▸ Required task:
Send back the entries below exactly as they appear.

Entries from a pointing dataset:

########################################

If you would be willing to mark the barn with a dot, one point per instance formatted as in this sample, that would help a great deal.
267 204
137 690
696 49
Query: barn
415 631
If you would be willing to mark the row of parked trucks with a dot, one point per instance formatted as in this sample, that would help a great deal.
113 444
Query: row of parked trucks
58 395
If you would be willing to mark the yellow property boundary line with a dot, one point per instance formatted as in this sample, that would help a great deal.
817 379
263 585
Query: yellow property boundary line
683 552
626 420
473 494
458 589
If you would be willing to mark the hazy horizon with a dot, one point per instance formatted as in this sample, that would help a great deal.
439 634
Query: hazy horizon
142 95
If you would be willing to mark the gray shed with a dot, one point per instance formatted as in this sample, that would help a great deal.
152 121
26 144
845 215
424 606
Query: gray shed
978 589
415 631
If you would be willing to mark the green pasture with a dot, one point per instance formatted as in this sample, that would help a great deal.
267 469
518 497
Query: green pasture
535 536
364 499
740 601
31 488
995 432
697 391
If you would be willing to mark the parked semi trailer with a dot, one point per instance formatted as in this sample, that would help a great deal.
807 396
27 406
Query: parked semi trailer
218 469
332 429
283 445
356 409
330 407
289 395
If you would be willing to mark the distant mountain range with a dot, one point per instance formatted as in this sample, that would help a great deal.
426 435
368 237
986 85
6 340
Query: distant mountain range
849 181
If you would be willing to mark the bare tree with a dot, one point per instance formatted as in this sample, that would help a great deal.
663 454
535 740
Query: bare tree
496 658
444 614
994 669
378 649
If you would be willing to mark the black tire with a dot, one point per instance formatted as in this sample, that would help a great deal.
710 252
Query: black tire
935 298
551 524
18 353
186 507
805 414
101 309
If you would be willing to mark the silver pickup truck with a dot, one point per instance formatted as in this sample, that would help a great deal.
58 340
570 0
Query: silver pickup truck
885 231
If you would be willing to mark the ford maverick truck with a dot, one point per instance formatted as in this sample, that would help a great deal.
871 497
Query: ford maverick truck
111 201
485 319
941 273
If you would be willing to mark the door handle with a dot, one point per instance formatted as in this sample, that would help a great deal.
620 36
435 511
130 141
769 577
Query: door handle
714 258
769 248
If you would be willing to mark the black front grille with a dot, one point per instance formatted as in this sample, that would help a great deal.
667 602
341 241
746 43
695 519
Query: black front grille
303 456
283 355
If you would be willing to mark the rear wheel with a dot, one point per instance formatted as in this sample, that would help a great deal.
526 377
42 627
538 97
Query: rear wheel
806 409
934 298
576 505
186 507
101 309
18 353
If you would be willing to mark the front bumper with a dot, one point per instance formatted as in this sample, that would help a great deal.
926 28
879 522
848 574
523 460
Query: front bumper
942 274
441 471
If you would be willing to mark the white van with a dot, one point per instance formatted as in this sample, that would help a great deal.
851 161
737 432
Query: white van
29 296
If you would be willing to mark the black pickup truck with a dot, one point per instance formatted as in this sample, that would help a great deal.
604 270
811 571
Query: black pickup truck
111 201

########################################

▸ In response:
If you would be willing to mark the barn with a dot, one point per instance formatted as in this sample, that would help a great deal.
267 204
137 690
696 49
Query: barn
415 631
If you would be willing to mark the row of parked trucks with a dot, one point per instance formatted as in this sample, that would help a great deal.
113 444
Query: row of parked trucks
58 395
If you would be willing to mark the yellow property boundary line with a dot, one point per instance formatted as in this sample, that would help a great deal.
817 379
263 585
Query: yellow property boundary line
683 552
626 420
473 494
458 589
If you would be willing to mark the hazy horizon with a dot, one point per instance formatted as in this sample, that would help a great deal.
439 634
Query: hazy horizon
142 95
If you would be willing to mark the gray shed with a dot, one point per instance formatted as in this sample, that would help a great deal.
152 121
26 144
845 215
424 606
Query: gray shed
978 589
415 631
If you would be willing to mark the green pasture with a dot, one point per instance formatted as in this sample, that would help a great deal.
267 469
518 497
Query: green pasture
535 536
364 499
740 601
31 488
995 432
697 391
If you would be willing to mark the parked semi trailer with a dot, one point per instance formatted as in this sample, that would help a great deal.
807 396
27 406
Query: parked semi trailer
218 469
332 429
283 445
356 409
330 407
289 395
If you would be willing to mark the distant mountain range with a dot, one point per instance formatted as in this sample, that would help a great deal.
426 435
368 237
986 85
6 340
Query: distant mountain range
849 181
If you would be willing to mark the bare tree with a dot, one point per instance formatted as in this sample, that would help a great deal.
663 454
535 740
Query: bare tree
496 658
444 614
994 669
378 649
If you would be willing to mark the black tire with a dot, one point per instance formatted as in this sample, that would help a great deal.
710 252
Query: black tire
935 298
551 524
18 353
186 507
805 414
101 309
If you would be willing to mark the silver pickup truck with a dot, one point per instance formatted as in this sample, that would help a great deal.
58 340
570 0
Query: silver pickup truck
885 231
If you would be willing to mark the ford maverick truck with a dot, one point per instance formatted as in this sample, that would help a great deal.
871 497
Query: ford maverick truck
111 201
485 319
941 273
If you would be willing to mark the door handle with a dot, one point per instance formatted as in this sample, that would help a great deal.
620 36
435 511
130 141
769 577
Query: door handle
714 258
769 248
If you would be willing to mark the black front grille with a dot, one point per instance formatted as in this sample, that would help a great deal.
667 602
341 241
746 43
695 519
Query: black front grille
303 456
283 355
If you would be willing to mark the rear wheel with a dot, one point per instance formatted as in this sample, that would help a great deal.
526 377
42 627
538 97
Query: rear wheel
806 409
934 298
576 505
186 507
101 309
18 353
If you would be willing to mark the front bumper with a dot, one point per instance formatted as in this sample, that would help a great deal.
926 28
879 522
848 574
523 460
Query: front bumper
942 274
441 471
If you would be willing to mark the white van with a dot, one point per instance formatted as in this sample, that would help a great deal.
851 161
737 432
Query: white van
29 296
If you would be willing to mark the black pickup truck with a dot, one point per instance formatted as in this sample, that would help a great deal.
604 270
811 571
Query: black pickup truck
111 201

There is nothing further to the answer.